*** GIVEN TEXT
Monday, July 1, 2013

An Older Boy Made Him Do It

Speaking in Tanzania today, President Barack Obama had this to say about spying:

I guarantee you that in European capitals, there are people who are interested in, if not what I had for breakfast, at least what my talking points might be should I end up meeting with their leaders. That is how intelligence services operate.
Well, yeah.
So while there’s outrage in Europe that the US bugged the US headquarters for the European Union as well as tapping into EU offices in Belgium, as reported by Der Spiegel today, I’m sure there’s an equal amount of embarrassed shuffling of feet by those very spies Obama says aren’t interested in his breakfast menu.
But does that make spying right? The other guy’s doing it, so we may as well?
More importantly, how inured are we to such stuff?
David Greenberg, writing in “Nixon’s Shadow,” speaks quite a bit about how the scandals of the Nixon era kind of led us to believe and accept that as far as government is concerned, skullduggery is afoot:
[T]he culture’s absorption of conspiracist thought would nourish in the years ahead a general, offhand indifference among Americans. Politics no longer seemed a realm in which we could expect to find anything authentic at all. (P. 125)
[W]hile the press might be running wild over third-rate Watergates, the public – inured by Nixonism and subsequent scandals – no longer expected consistency or even integrity from its leaders. (P. 211)
In other words, we expect our government to act like a bunch of prepubescent boys trying to stare at the sunbathing lady through the knothole in the fence. And while umbrage at this point might be great, it will fade – even that of the European Union. Because, first of all, they know what Obama said is right – they’re spying on us. And also, since the public expects this kind of nonsense and will continue to make cell phone calls, use the Internet and such without changing their habits one iota, the government surveillance will go on, unimpeded (except for via a few loud attempts from the fringes and from the more active legislators or members of the judiciary) until we all forget about it.
******
*** RECORD SET
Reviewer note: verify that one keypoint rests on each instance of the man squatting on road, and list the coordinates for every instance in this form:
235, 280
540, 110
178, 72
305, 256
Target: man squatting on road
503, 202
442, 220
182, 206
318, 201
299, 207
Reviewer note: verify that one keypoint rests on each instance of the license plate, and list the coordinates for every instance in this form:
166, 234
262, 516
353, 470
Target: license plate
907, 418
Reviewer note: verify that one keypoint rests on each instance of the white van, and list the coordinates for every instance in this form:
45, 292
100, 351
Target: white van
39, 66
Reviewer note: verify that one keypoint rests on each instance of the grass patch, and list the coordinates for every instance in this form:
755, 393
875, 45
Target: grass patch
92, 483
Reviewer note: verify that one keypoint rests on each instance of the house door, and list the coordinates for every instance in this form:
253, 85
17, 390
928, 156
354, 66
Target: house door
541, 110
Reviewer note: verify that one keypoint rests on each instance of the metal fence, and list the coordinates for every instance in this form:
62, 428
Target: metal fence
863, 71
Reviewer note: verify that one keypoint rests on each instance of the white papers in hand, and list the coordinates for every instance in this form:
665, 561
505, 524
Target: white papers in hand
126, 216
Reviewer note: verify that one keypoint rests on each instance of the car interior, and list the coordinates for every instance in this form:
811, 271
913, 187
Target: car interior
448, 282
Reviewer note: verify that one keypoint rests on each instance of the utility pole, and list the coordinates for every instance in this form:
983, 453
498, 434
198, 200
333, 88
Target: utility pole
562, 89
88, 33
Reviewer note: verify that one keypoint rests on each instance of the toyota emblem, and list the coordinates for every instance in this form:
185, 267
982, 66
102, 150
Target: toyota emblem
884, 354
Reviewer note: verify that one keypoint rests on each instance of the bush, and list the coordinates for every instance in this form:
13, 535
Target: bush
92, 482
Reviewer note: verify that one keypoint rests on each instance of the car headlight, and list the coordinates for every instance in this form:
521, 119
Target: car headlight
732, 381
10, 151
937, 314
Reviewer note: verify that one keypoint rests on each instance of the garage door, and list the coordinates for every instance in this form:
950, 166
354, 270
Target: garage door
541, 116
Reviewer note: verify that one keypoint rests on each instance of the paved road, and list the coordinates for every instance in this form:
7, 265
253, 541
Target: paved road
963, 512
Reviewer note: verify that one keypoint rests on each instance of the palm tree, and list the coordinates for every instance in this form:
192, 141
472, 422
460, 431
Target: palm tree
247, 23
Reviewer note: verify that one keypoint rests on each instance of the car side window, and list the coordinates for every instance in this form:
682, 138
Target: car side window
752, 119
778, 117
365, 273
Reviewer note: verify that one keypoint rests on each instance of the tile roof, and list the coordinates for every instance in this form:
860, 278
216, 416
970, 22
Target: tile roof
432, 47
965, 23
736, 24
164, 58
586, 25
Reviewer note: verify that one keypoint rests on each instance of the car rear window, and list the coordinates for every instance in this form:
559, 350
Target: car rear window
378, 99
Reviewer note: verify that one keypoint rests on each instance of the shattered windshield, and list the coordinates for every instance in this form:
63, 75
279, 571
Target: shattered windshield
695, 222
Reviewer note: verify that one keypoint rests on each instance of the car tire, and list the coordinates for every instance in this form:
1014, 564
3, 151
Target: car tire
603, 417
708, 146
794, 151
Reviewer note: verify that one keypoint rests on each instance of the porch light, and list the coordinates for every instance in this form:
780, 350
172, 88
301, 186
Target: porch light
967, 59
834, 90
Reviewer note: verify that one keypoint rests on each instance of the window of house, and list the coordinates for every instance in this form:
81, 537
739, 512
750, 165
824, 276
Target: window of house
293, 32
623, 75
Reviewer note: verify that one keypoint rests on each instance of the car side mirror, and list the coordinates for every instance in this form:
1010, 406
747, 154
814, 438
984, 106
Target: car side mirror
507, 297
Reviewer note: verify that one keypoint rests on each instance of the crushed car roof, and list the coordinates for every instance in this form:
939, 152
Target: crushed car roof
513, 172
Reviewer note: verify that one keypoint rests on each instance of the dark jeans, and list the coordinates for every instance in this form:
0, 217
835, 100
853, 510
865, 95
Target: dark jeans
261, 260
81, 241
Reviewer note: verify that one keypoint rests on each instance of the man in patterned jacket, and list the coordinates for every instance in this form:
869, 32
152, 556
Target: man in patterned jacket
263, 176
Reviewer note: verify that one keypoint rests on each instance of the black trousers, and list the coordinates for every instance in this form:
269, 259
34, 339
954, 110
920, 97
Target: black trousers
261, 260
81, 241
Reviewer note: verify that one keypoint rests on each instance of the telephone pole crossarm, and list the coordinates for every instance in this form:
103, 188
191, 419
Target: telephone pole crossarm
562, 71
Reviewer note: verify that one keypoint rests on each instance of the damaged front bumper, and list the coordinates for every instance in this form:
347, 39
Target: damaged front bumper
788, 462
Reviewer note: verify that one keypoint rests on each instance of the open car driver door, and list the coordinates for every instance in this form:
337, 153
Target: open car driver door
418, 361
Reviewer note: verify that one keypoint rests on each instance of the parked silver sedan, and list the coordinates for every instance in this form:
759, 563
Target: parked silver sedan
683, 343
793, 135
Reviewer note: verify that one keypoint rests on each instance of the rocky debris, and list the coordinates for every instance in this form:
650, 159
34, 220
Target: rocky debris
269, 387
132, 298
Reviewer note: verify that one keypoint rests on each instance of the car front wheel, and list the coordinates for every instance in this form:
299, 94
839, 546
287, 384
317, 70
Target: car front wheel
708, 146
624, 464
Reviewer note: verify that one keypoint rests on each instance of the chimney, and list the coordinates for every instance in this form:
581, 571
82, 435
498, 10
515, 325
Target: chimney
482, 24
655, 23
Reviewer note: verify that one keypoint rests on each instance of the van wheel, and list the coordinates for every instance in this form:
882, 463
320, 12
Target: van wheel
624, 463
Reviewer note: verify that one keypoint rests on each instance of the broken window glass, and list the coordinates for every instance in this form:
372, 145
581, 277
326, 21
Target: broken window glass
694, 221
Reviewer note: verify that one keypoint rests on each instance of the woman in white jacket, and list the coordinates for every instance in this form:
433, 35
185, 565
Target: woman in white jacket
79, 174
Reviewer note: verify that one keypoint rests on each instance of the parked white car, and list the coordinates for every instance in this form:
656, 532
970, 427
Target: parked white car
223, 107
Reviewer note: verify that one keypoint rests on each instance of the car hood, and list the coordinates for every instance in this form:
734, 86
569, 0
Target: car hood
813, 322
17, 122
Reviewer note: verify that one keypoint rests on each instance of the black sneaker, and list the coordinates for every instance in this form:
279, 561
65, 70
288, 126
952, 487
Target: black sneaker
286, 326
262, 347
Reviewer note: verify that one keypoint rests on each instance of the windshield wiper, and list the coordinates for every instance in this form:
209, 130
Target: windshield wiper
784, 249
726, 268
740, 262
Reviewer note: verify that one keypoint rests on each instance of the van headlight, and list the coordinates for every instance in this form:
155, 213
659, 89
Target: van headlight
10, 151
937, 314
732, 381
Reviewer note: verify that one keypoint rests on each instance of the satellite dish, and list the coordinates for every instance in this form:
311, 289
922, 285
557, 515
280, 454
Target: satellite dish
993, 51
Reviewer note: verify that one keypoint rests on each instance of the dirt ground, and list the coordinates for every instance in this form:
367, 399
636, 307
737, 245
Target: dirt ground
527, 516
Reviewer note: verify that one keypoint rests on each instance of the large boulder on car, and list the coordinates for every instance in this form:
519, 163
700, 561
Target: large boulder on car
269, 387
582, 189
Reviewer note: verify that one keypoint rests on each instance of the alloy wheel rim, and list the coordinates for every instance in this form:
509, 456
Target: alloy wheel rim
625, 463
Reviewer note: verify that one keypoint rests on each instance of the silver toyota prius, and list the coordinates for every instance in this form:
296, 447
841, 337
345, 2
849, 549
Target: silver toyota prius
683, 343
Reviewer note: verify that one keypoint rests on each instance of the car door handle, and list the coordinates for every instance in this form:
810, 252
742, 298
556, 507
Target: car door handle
******
*TASK REQUIREMENTS*:
A. Reproduce the blog post word for word, beginning at the words "Well, yeah." and stopping after "to such stuff?".
B. In the blog post, which publication reported the US bugging of European Union offices?
C. Continue the blog post on government spying from its final sentence.
The listing above is independent material and has no connection to the blog post.

*YOUR WRITTEN ANSWERS*:
A.
Well, yeah.
So while there’s outrage in Europe that the US bugged the US headquarters for the European Union as well as tapping into EU offices in Belgium, as reported by Der Spiegel today, I’m sure there’s an equal amount of embarrassed shuffling of feet by those very spies Obama says aren’t interested in his breakfast menu.
But does that make spying right? The other guy’s doing it, so we may as well?
More importantly, how inured are we to such stuff?

B. Der Spiegel

C.
Is that right?

No. But that’s how it’ll play out.
The “other guys are doing it” argument is just as spurious to me as is the argument that states if we aren’t doing anything wrong, we have nothing to fear. (Just as dubious is the claim that surveillance under Obama is somehow more "domesticated" than under Bush. That may be. But surveillance is surveillance.)
Who defines wrong? And who can tell when that definition will shift to the point it includes something we’re doing on the wrong side of the question? And given government proclivities to abuse information it has for political purposes, it’s clear that doing nothing just leaves us on a potentially slippery slope to worse things than knowing we have nothing to fear from our government since they’re looking for the bad guys (see, there’s that expectation of the worst from our government, just as Greenberg says).
But will that be the lasting attitude?
Because it’s happened before. Back in 1975, the Senate Church Committee revealed a massive NSA spying effort in which the agency read telegrams sent by US citizens. Outrage ensued for a tiny bit, then we all went on our merry way.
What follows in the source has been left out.